Udupi tomato rasam also often referred as Udupi Saaru is a very delicious and tasty rasam variety from Karnataka cuisine. This rasam has a very unique and distinct taste compared to our Tamilnadu Rasam. I first tasted this rasam in Udupi Krishnan temple. The rasam was having more sweet side than on the spice side. Jaggery and coconut are the main distinct additions to Udupi rasam. The blend of sweet, tangy and spicy tastes really brings out nice flavor making this absolutely delicious with hot steaming rice!
Tips for making Udupi Tomato Rasam:
- The rasam powder which we prepared can be made in large quantities and stored in air-tight container. If we prefer to make the rasam powder in large quantity, we can exclude adding coconut and use only other ingredients.
- In Udupi they use byadgi chili for this rasam. These chilies are less spicy but gives a nice red color to the rasam. If you don't have byadgi chili, you can use kashmiri chili.
- You can also use regular chili instead of byadgi or kashmiri chili. If you plan to use regular chili then use only 2 as we are also adding pepper.
- Grind the rasam powder to coarse powder. If the spice powder is very smooth, then the rasam becomes more thicker.
- After adding dal, do not bring rasam to boil. Just keep the rasam till a frothy layer forms on top and then switch off the flame.
You may also want to try:
- Soup rasam a South Indian Style Soup made with Tomato, Toor Dal and mild spices. This Rasam soup is a very comforting and soothing.
- Kalyana rasam is a Rasam usually served in the weddings. It tastes delicious with the right balance of tangy, spice and sweet.
- Nataraja Iyer Rasam a rasam so popular with the flavors of red and green chili.
Recipe card for Udupi Tomato Rasam | Udupi Saaru Recipe:
Udupi Tomato Rasam | Udupi Saaru Recipe
Equipments Needed
- Pressure Cooker
- Heavy Bottomed Pan
- Mixer Grinder
Servings: 4 people
Calories: 45kcal
Udupi Tomato Rasam, a very vibrant appealing and appetizing saaru made with tomato, tamarind and freshly ground spices. This rasam is the culmination of tangy, sweet and spicy flavors. A perfect dish to mix with hot steaming rice along with a spoon of Ghee! Learn here how to make this Udupi Rasam with step by step pictures, video and instructions!
Print Recipe
Ingredients
- 1 Gooseberry Size Tamarind
- 1½ tablespoon Toor Dal
- 1 no Tomato medium size, roughly chopped
- ¼ teaspoon Turmeric Powder
- 1½ teaspoon Salt adjust to your taste
- 1 Pinch Asafoetida (Asafetida / Hing)

Entries »
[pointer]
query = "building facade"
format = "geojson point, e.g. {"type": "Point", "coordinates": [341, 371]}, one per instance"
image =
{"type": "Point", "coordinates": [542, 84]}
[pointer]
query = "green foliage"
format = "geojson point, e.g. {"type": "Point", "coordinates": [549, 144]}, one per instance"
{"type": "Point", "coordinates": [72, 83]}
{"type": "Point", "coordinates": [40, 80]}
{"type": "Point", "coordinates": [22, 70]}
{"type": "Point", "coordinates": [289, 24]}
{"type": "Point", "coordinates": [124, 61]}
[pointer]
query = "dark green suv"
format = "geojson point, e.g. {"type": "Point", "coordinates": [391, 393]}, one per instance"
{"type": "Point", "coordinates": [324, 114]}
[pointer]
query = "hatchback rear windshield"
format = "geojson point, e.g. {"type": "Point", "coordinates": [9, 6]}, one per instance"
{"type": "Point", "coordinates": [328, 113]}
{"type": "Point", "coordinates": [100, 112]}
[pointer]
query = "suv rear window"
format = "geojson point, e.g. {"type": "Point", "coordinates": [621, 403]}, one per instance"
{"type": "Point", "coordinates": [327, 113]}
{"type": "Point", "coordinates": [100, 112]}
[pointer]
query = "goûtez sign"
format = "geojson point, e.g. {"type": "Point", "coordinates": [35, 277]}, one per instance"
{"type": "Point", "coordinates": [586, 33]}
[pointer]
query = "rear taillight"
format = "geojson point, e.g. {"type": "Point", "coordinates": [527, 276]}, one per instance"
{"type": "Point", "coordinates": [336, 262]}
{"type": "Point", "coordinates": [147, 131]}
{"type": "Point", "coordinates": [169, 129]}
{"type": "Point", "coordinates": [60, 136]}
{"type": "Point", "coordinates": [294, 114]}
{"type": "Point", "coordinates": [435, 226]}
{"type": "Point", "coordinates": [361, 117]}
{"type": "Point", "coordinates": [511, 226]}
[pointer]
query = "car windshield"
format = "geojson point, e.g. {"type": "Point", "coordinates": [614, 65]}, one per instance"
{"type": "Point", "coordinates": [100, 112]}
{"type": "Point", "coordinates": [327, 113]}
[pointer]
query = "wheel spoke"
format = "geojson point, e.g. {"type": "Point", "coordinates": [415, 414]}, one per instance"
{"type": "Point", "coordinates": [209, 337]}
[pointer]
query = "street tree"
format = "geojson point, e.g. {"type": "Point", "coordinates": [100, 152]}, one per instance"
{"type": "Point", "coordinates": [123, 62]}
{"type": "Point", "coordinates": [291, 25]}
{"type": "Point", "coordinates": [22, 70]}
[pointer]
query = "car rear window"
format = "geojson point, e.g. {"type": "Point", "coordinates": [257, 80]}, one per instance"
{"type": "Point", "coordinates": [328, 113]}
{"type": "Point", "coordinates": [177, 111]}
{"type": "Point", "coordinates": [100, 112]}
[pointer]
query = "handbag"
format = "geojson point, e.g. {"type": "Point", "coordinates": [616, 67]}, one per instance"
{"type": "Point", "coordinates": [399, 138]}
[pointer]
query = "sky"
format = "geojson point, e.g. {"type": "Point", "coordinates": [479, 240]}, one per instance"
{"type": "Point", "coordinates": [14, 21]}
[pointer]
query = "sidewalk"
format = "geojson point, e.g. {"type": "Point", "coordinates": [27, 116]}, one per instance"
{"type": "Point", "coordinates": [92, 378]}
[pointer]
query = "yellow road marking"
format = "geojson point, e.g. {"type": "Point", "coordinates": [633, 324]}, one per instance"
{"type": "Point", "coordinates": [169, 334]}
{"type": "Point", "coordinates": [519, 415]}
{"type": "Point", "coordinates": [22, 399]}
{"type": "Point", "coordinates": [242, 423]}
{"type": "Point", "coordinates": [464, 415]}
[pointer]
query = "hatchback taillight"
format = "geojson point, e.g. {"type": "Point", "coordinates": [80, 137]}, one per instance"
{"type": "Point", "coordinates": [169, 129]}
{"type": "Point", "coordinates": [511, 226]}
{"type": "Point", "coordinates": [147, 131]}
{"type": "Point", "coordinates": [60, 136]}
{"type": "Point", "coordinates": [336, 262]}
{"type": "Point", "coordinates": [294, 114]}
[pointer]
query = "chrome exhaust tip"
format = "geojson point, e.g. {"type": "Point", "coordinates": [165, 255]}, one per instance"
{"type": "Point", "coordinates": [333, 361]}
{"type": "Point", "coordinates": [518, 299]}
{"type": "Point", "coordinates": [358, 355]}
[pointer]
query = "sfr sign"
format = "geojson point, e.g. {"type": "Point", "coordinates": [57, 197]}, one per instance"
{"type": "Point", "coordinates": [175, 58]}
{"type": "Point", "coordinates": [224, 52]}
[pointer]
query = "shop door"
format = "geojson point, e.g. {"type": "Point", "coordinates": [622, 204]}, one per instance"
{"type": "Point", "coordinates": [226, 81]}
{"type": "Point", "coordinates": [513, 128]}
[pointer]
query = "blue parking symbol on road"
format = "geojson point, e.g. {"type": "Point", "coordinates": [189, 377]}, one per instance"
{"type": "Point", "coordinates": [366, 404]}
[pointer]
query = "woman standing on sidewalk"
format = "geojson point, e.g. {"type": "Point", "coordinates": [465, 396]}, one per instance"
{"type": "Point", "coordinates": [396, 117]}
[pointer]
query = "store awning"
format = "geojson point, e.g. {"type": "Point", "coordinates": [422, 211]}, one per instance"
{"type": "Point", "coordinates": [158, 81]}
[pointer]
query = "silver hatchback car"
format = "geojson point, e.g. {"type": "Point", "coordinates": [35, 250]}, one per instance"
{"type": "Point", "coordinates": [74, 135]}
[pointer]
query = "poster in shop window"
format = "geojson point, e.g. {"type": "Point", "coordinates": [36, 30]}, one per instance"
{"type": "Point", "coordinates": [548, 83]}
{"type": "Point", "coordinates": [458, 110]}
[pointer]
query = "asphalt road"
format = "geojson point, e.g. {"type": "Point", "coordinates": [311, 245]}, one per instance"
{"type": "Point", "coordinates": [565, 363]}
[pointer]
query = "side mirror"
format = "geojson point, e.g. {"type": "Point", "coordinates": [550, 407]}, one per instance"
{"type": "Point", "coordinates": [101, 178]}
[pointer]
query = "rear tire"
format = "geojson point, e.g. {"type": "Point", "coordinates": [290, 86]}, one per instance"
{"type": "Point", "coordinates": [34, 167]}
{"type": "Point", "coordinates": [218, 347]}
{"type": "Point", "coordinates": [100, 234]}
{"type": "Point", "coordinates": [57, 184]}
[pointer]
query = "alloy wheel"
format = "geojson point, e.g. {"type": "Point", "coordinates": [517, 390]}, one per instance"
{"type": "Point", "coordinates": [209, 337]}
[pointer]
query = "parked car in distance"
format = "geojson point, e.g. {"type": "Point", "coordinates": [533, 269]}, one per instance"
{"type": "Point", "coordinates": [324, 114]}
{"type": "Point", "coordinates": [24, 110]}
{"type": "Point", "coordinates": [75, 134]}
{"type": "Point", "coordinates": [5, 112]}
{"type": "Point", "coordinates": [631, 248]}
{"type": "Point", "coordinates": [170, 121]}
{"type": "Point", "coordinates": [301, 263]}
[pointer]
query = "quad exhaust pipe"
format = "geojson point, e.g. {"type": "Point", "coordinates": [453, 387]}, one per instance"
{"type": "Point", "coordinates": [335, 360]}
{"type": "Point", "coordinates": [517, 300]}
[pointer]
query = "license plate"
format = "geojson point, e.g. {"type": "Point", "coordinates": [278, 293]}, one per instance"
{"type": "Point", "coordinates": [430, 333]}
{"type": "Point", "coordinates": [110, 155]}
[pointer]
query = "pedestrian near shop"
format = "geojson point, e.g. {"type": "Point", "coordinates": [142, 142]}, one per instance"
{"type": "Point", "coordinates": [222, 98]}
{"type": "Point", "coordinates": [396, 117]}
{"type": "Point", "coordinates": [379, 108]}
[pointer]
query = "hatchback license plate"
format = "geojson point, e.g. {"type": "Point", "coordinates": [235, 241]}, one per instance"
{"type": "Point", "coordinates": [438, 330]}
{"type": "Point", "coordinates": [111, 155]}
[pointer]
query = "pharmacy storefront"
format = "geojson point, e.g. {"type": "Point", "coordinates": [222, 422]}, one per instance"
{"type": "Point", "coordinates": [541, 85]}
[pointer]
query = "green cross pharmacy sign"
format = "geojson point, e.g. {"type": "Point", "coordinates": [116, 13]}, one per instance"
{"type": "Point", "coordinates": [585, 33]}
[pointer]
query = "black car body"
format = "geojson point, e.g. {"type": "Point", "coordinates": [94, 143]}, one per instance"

Task details »
Please copy the Udupi rasam recipe above word for word, from "- Nataraja Iyer" to "video and instructions!".

Solution for this problem »
- Nataraja Iyer Rasam a rasam so popular with the flavors of red and green chili.
Recipe card for Udupi Tomato Rasam | Udupi Saaru Recipe:
Udupi Tomato Rasam | Udupi Saaru Recipe
Equipments Needed
- Pressure Cooker
- Heavy Bottomed Pan
- Mixer Grinder
Servings: 4 people
Calories: 45kcal
Udupi Tomato Rasam, a very vibrant appealing and appetizing saaru made with tomato, tamarind and freshly ground spices. This rasam is the culmination of tangy, sweet and spicy flavors. A perfect dish to mix with hot steaming rice along with a spoon of Ghee! Learn here how to make this Udupi Rasam with step by step pictures, video and instructions!